GIVEN TEXT —
BEGIN
Two thirty. I wonder why alcohol and sex, or maybe sex, drugs, and rock and roll, all go together in a bundle. Thomas Hardy observed how drunkenness and sexuality and the way of the natural world all go hand in hand, at least in our culture. These things are the makings of fate, so how is it possible to remove yourself from the plan? I guess you just go to church or something else drastic. It seems to have worked for me, though I don’t know how. Doubtless it’s something cultural. A lot of people would refuse to do what I did. Probably even Hardy would’ve been reluctant to join something Christian— and that’s why his fatalism failed on me, and I discovered a new avenue to free will. I broke the spell of his Casterbridge novel by stepping outside of his world of Wessex— by going where the author himself wouldn’t go. 

Thursday Thoughts

Quarter of seven.

At midnight last night I spun the disc of Rubber Soul and really enjoyed it. The vocal harmony on “Nowhere Man” sounds awesome remastered. I love the following lines:

Nowhere Man, don’t worry

Take your time, don’t hurry

Leave it all till somebody else lends you a hand

The pastor of the Lutheran church is a huge Beatles fan. I wonder if I should go see him this Sunday morning? But you know, my life keeps changing, and I don’t feel very religious anymore. Today I have DDA group again, and this program is hardly religious at all. They must’ve figured out that homeopathy doesn’t work for schizophrenia. If you have religious delusions, why fight them with more religion? I remember when psychiatric rehabilitation was a very uncomfortable thing… The sun is coming out, and pretty soon I’ll take off to the store. One of my core beliefs, from the time I was in junior high school, is free will, due to the song by Rush. Thomas Hardy held just the opposite opinion, which is fatalism, but this depends on the universe being designed by an intelligence. I think it’s desirable to believe in your own responsibility and be an active agent. Passivity doesn’t conduce to personal happiness. We have to legislate the world ourselves by what we do… and this is what democracy is all about. 

Imponderable Fate

One o’clock. I just got back from Bi Mart, where I picked up my prescription. Good to see Shawn and Jeanine. Today has a weird vibe to it, though. I was thinking about how life could have been different if I’d never started drinking. Maybe something would have intervened in my relationship with my mother. As it was, I was trapped and stuck with her. I also thought of how my brother associated me with my dad, which was very unfair. He considered me a miniature replica of him, but I never liked my dad.
END
Referring expression pointing data
BEGIN
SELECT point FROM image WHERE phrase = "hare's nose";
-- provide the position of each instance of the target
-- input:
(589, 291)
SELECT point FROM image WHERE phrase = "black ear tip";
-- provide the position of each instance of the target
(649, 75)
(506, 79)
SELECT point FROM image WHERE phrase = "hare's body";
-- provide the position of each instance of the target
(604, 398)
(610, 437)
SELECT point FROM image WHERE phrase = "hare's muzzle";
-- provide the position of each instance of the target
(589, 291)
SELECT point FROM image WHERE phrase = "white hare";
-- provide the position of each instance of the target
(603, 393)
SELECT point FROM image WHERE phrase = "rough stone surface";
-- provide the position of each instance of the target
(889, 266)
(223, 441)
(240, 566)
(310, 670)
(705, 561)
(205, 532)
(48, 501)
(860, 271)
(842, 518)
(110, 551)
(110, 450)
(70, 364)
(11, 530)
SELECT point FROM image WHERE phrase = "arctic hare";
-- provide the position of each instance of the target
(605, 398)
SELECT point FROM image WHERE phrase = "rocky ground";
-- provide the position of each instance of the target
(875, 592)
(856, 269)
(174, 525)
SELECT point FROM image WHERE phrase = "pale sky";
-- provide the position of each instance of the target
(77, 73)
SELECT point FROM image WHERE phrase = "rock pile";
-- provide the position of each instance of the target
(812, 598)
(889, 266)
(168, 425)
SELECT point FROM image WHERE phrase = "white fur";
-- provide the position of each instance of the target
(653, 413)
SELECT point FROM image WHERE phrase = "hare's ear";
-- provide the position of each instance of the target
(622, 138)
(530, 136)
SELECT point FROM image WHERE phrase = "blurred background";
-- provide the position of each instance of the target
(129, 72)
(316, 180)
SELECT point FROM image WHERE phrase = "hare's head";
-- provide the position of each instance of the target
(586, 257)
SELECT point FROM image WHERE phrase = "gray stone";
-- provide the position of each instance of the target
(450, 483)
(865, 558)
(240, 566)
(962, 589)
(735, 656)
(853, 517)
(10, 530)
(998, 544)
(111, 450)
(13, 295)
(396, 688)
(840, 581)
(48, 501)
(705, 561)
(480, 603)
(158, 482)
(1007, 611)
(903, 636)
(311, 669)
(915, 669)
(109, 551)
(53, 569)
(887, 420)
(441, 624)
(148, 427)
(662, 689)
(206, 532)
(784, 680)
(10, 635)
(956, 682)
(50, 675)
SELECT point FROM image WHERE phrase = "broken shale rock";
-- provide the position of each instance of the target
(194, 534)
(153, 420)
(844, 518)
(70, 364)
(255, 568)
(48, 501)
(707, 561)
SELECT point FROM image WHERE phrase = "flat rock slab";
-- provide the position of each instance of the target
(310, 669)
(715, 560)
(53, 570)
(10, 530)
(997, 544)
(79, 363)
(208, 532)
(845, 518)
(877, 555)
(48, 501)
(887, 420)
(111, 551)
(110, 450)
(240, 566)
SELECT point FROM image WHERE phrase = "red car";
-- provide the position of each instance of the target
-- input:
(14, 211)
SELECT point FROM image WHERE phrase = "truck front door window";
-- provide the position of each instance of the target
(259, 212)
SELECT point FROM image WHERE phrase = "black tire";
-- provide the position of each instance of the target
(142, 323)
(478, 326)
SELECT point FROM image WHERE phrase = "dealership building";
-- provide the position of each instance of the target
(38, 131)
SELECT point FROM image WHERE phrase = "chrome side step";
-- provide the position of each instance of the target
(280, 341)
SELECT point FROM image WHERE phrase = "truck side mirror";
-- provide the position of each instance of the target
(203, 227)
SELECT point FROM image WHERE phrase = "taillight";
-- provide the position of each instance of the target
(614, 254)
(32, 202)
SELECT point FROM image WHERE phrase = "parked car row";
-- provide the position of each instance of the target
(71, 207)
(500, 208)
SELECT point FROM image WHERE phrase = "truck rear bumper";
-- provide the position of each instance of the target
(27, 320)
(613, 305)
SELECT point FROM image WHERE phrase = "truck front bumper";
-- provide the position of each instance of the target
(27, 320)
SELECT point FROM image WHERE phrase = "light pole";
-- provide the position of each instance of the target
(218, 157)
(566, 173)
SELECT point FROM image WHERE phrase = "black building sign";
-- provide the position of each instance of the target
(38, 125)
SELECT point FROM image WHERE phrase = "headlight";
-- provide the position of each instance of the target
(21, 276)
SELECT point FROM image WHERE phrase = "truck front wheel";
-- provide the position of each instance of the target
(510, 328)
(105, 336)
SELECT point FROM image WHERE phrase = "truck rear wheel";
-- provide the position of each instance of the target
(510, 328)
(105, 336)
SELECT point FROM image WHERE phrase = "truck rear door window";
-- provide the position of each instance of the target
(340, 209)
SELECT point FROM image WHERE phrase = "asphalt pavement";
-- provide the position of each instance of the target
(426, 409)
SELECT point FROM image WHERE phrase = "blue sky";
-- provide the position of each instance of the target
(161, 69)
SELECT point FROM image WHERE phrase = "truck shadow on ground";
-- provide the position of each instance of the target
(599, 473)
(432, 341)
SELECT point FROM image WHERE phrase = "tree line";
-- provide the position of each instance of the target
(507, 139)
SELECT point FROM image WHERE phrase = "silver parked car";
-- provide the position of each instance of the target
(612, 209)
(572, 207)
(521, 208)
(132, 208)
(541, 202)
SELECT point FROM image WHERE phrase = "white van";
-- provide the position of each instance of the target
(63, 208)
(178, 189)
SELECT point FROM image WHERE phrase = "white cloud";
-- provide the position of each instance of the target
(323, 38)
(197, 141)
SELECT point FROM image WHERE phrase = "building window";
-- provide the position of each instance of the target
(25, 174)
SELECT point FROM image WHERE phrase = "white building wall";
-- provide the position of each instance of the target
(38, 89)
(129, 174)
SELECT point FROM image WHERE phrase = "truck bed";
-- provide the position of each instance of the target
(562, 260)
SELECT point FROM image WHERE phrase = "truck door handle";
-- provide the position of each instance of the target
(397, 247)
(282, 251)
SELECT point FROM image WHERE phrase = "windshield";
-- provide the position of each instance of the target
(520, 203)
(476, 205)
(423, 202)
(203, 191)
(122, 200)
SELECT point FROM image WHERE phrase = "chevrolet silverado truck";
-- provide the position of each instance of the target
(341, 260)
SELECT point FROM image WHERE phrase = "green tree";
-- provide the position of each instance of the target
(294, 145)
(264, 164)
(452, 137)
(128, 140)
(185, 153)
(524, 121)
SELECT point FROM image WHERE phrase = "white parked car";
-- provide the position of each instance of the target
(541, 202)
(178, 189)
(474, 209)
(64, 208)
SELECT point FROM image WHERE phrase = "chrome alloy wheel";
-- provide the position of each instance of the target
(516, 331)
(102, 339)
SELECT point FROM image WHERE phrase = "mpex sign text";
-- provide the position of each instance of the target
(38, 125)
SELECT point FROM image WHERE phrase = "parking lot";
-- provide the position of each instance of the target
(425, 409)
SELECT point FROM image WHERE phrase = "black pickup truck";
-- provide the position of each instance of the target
END
YOUR OBJECTIVE — Extend the journal entries about fate, free will and Thomas Hardy, starting right after their last sentence.

ANSWER FOR THE TASK —
Quarter of four. My day is not going very well, mentally speaking. I don’t have much control over my memories, and these things in turn come to control me. I need a stronger ruler over the populace of my mind, all the remembered feelings and states from the past. Probably the heat has much to do with it. And I feel alone and lonely, at the same time that I’m overborne with public opinion and expectations. It was rather odd that I bought a textbook on sociology, for my personal instinct is to fight that kind of mentality. Life at the individual level has always made more sense to me than trying to grasp the spirit of the age. I guess I’m going through some growing pains. For a long time I believed that my only problem was agnosticism; but no, there’s the datum of society to reckon with, from family units outward to the globe. I haven’t managed very well with my family, and maybe I’ll never be popular in any capacity. But at least I won’t die alone and friendless, an old drunk living in a hovel like The Mayor of Casterbridge. I used to believe that my doom was sealed, and I would drink myself to death. Evidently the stars had another plan for me. What that destiny is will not be clear until my life is played out. I’m glad, however, that Thomas Hardy didn’t write the plot!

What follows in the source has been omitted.